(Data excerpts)
——
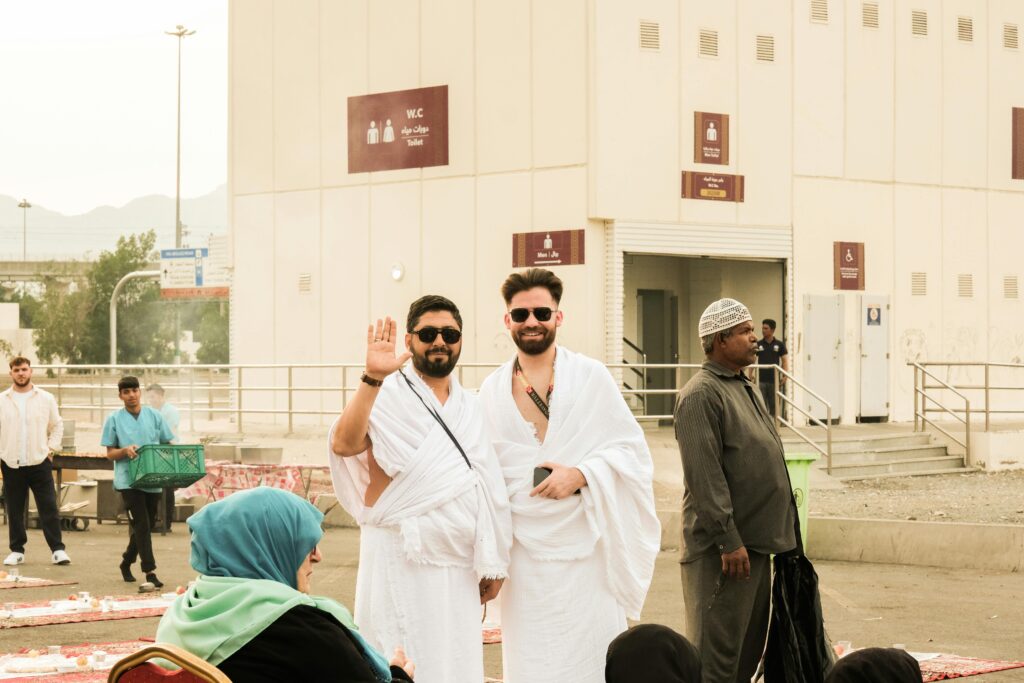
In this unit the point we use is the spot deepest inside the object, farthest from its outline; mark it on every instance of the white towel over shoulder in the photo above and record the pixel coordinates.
(446, 513)
(592, 429)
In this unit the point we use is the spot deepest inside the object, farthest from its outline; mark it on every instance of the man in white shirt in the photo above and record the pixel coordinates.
(31, 429)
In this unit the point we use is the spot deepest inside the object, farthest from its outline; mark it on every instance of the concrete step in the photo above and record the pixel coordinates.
(861, 443)
(905, 467)
(953, 470)
(888, 455)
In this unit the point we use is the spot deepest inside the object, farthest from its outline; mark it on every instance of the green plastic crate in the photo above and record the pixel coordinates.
(167, 465)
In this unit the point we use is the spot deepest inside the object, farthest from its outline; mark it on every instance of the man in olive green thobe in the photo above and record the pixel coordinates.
(737, 506)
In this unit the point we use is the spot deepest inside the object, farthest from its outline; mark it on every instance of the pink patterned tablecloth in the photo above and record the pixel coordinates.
(224, 477)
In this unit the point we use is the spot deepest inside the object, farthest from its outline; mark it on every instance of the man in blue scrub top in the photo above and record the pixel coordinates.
(133, 426)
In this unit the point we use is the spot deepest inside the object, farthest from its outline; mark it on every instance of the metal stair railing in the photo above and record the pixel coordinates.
(922, 409)
(782, 399)
(641, 375)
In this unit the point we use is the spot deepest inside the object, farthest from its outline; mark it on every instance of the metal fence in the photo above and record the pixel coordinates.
(291, 393)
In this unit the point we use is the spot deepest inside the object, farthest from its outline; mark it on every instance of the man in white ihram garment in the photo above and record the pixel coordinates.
(411, 461)
(579, 473)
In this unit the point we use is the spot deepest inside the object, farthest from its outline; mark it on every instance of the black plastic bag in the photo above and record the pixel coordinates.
(799, 649)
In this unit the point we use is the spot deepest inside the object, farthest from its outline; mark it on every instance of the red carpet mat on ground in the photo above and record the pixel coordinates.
(146, 606)
(115, 651)
(945, 667)
(30, 582)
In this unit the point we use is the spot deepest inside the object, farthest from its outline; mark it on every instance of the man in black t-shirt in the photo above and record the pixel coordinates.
(771, 351)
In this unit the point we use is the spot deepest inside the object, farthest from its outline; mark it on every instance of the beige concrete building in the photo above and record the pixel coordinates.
(884, 124)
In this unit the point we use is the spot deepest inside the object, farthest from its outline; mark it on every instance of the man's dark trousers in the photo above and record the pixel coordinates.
(141, 507)
(16, 482)
(727, 619)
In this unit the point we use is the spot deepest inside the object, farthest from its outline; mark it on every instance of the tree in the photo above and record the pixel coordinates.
(208, 321)
(28, 304)
(73, 323)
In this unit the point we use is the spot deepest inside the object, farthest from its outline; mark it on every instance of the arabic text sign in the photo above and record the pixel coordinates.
(715, 186)
(400, 129)
(848, 262)
(190, 273)
(548, 248)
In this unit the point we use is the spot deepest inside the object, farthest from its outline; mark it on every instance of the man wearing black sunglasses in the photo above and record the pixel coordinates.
(579, 475)
(412, 463)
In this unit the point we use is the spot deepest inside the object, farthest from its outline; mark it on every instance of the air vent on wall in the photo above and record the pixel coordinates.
(1011, 38)
(919, 284)
(819, 11)
(965, 286)
(1010, 287)
(869, 15)
(965, 29)
(708, 45)
(919, 23)
(650, 36)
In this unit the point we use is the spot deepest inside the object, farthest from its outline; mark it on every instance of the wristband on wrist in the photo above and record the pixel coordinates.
——
Make an exact copy of the records above, one that has none of the pictures.

In this unit the point we use is the spot deepest inside the object, farthest from its outline; mark it on every instance of the white towel over shoulder in the photo above and record the pixel coordinates.
(446, 513)
(592, 429)
In this unit the point we use is the spot deepest inside the object, farthest from its outline; mark it on every instance of the man in white shirt in the photo above and record the pixel coordinates.
(31, 429)
In this unit the point we use is the spot deepest inside the object, farthest from its outline; mark it on every instance of the concrete step in the photo above and record the pixel coordinates.
(861, 443)
(905, 467)
(953, 470)
(888, 455)
In this unit the point we use is the spot deepest inside the object, farthest from its outline; mark it on every instance of the green plastic crate in the photo above and record the pixel coordinates.
(167, 465)
In this unit the point we use is the spot deepest inside the object, farthest from its outline; mark it on every instance of the man in olive green thobe in the photo above and record the pixel coordinates.
(737, 506)
In this unit the point we use is the spot deepest inside the object, farthest from its outline; mark it on every instance of the pink patterned tablecloth in the photo above and record the pixel coordinates.
(224, 477)
In this unit the point we use is the spot deepest inside the object, farthest from its outline; mark it on every instance of the man in blue scrub top in the photo above and record the pixel coordinates.
(133, 426)
In this unit the point we use is the spot deepest inside the object, farthest from its outline; mark it on every instance of the metal stair railing in the photo above and record the pixel coordinates.
(922, 409)
(782, 399)
(641, 375)
In this unit the point we use is the spot deepest inside the object, farthest from its outline; mark it on every instance of the metal fence in the photo above and record the pixel coordinates.
(291, 393)
In this unit the point we use is the spot deepest inside the object, farthest from its outline; mark it on every instance of the man in white ihram garment in the photo above and record the pixel coordinates.
(411, 461)
(579, 473)
In this unit the point we use is the spot deepest inside the object, farthest from its outline; mark it on every instance of the black plastic bag in the photo above and record the pixel coordinates.
(799, 649)
In this unit the point we use is the spot deepest inside the object, farthest from its outline; mark it on every instance of the red carpet mat on ground in the photo above and record the pixel coordinates.
(146, 606)
(115, 651)
(945, 667)
(30, 582)
In this unit the point we use is the spot deepest inside the object, farthest from its outline; mark it on every instance of the man in black t-shirt in the photo above and record the pixel coordinates.
(771, 351)
In this unit the point we use is the spot deepest inside the object, farthest from its outline; mark it on every instance of the beige concrete building in the photo above and record the pixel coordinates.
(884, 124)
In this unit the point we use is the spot deepest inside the object, farthest from its outline; mark it on every instance of the man's dark trousers in the photo above and record the pixel coordinates.
(141, 507)
(16, 482)
(727, 619)
In this unit the point we use is the spot deepest inside the object, farthest from its outline; mark it on every instance of the tree in the photo above and record the pixel coordinates.
(208, 321)
(28, 304)
(73, 323)
In this unit the point we use is the spot deepest inside the object, farthest from its outline; mark it on every instance of the arabic text sign in the photo above and record the pixel coordinates.
(715, 186)
(400, 129)
(848, 262)
(190, 273)
(548, 248)
In this unit the point we use is the spot deepest inside the object, farthest from its outline; mark it on every instance of the man wearing black sunglasses in the photo above and record the pixel coordinates.
(579, 475)
(412, 463)
In this unit the point we use is the spot deepest inside the object, farthest from its outline; mark it on every instance of the air vent on wall in the photo above and record the pixel coordinates.
(1011, 38)
(919, 284)
(819, 11)
(965, 286)
(1010, 287)
(869, 15)
(965, 29)
(708, 45)
(919, 23)
(650, 36)
In this unit the point we use is the spot deepest inside the object, farthest from its outline; mark it on every instance of the wristband on wrist in the photo above and record the pixel coordinates.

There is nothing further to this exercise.